→ Requirement
Pull every line from the records that has the word "tower" in it.

[Source data]
————————

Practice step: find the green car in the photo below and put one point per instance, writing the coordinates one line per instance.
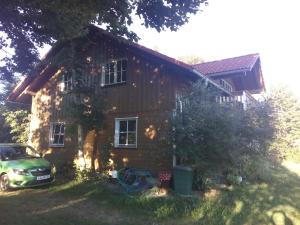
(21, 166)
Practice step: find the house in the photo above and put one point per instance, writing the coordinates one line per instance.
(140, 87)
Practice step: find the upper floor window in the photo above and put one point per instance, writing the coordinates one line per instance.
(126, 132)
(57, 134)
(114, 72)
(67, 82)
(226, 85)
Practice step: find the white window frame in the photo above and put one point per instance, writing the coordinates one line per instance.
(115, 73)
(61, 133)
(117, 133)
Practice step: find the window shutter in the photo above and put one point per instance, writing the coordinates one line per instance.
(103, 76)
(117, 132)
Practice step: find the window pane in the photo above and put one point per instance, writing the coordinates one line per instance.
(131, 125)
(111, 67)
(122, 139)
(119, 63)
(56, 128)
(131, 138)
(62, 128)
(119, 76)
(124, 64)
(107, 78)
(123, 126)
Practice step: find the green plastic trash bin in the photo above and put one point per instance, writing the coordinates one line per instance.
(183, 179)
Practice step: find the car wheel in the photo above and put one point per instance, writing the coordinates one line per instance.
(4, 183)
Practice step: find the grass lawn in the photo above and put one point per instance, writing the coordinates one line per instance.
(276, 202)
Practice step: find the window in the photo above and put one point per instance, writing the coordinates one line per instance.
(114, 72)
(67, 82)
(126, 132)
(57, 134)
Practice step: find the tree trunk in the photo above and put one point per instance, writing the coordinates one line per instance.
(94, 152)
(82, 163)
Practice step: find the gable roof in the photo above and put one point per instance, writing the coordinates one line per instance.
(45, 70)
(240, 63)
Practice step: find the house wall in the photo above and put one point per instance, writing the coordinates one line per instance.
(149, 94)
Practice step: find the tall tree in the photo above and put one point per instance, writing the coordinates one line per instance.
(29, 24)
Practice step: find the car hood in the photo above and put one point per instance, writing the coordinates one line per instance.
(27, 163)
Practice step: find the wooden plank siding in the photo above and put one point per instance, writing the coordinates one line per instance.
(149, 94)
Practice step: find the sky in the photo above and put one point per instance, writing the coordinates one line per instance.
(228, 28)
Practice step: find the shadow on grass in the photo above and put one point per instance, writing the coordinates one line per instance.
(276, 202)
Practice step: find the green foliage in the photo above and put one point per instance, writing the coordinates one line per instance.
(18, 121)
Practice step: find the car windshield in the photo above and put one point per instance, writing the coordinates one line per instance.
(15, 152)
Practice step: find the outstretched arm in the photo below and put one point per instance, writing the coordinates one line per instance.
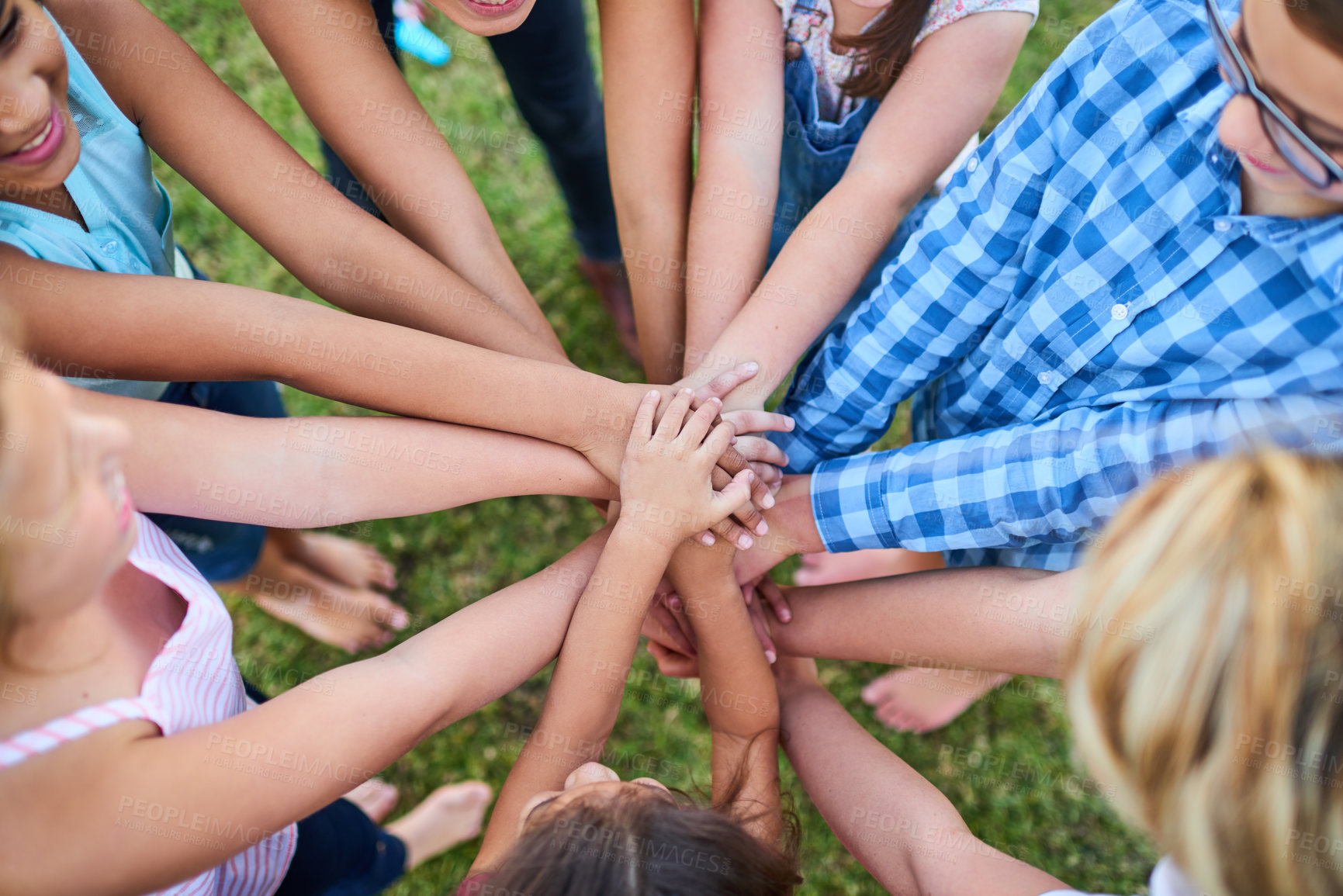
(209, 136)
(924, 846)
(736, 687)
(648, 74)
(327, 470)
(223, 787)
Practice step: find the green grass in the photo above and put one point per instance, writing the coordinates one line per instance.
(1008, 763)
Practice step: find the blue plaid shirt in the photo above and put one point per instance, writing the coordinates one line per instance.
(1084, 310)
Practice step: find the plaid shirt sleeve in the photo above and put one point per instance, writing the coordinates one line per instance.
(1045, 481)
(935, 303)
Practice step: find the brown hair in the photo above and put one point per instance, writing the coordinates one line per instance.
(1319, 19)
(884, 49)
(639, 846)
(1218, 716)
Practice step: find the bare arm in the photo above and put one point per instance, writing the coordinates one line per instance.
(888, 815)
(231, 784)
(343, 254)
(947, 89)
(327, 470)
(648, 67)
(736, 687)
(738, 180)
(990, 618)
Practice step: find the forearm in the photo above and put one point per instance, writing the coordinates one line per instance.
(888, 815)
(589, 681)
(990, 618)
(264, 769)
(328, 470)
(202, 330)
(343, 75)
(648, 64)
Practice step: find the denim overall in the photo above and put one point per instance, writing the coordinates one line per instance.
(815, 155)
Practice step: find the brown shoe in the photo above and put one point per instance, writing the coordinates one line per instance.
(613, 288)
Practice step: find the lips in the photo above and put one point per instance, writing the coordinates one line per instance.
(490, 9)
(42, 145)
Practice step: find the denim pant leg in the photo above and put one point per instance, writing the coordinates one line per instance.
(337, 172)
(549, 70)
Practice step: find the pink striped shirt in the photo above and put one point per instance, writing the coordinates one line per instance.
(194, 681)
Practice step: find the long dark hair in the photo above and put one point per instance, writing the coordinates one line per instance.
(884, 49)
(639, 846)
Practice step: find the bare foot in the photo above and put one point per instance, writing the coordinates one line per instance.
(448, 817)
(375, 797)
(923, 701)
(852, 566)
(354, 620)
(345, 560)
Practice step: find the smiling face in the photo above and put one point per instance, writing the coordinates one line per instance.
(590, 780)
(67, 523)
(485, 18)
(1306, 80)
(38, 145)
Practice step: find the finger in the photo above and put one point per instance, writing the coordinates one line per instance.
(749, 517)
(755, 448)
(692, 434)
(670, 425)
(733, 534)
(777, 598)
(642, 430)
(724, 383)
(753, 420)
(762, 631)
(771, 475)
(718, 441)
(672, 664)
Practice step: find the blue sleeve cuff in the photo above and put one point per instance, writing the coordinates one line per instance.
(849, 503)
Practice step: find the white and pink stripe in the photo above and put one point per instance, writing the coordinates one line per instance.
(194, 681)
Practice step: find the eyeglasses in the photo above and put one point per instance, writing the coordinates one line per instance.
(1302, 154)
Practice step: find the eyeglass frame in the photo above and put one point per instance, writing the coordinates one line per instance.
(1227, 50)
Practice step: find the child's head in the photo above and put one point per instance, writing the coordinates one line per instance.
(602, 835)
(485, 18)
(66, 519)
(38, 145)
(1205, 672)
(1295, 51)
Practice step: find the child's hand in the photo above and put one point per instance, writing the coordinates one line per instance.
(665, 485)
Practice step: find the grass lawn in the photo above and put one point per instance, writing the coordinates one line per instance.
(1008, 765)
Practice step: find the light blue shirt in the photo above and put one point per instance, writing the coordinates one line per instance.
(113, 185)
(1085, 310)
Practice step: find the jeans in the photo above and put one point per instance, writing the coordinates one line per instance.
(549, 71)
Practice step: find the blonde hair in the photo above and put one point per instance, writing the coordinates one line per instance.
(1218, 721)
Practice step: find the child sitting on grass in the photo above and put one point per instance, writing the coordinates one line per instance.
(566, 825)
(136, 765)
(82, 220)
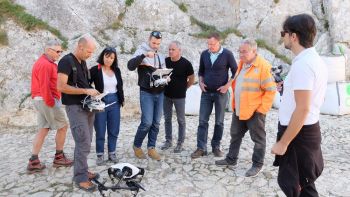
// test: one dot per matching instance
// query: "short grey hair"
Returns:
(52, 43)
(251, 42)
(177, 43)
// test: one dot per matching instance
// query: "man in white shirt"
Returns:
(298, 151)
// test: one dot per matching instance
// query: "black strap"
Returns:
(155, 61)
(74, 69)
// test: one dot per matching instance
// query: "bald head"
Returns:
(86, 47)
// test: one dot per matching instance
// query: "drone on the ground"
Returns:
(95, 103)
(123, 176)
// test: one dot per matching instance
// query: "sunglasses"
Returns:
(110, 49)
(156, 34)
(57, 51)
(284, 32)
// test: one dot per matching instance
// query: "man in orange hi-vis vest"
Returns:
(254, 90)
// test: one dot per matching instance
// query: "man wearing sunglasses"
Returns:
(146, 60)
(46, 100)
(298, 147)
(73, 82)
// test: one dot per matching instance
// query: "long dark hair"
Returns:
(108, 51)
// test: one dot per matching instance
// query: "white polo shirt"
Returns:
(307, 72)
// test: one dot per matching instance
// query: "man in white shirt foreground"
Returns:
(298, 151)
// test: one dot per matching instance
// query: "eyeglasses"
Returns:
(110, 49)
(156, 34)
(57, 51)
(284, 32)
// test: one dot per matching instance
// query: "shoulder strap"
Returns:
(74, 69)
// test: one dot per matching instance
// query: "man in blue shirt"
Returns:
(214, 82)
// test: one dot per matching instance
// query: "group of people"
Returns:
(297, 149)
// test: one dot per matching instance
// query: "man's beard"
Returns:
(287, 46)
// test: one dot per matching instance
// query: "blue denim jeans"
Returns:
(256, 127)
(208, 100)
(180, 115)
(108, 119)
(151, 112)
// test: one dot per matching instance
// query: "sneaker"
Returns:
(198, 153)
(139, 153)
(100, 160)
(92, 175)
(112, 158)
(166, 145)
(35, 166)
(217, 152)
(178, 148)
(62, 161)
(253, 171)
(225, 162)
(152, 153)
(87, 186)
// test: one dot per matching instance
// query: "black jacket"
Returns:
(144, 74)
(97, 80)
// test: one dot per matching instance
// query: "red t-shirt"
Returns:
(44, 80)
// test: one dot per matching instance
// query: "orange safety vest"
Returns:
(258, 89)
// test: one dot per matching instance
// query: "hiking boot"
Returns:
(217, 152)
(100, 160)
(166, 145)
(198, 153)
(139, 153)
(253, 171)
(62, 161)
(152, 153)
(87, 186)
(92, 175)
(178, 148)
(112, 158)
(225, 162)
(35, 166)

————————

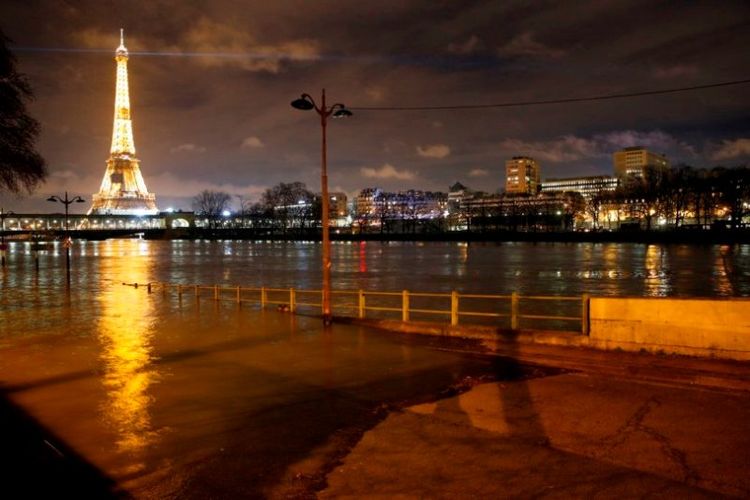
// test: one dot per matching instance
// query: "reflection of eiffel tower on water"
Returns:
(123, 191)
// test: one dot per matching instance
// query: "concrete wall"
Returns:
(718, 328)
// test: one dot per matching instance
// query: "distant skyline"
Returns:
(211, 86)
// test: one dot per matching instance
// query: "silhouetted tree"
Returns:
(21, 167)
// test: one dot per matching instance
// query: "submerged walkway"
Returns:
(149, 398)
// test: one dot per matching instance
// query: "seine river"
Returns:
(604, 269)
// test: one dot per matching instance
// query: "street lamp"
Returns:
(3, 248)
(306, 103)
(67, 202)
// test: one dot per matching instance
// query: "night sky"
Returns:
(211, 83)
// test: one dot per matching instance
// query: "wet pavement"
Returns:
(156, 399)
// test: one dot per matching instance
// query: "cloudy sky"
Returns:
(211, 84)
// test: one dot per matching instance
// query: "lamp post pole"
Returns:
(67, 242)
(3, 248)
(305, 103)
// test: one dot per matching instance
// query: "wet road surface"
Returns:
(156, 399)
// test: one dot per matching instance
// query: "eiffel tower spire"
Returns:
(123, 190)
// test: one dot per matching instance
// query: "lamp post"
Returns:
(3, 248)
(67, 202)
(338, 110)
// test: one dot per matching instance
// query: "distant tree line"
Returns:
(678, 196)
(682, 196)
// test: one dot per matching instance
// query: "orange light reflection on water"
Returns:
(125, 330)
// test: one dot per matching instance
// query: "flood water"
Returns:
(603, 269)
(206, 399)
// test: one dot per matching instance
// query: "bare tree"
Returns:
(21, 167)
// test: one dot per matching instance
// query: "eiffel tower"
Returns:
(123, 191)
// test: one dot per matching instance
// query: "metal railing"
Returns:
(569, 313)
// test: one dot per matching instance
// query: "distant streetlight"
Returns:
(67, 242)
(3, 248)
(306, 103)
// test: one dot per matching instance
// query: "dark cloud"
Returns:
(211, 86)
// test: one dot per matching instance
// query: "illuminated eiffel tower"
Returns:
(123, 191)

————————

→ Solution
// query: "reflection of eiffel tower on water"
// query: "eiffel tower spire"
// query: "eiffel tower"
// query: "illuminated eiffel tower"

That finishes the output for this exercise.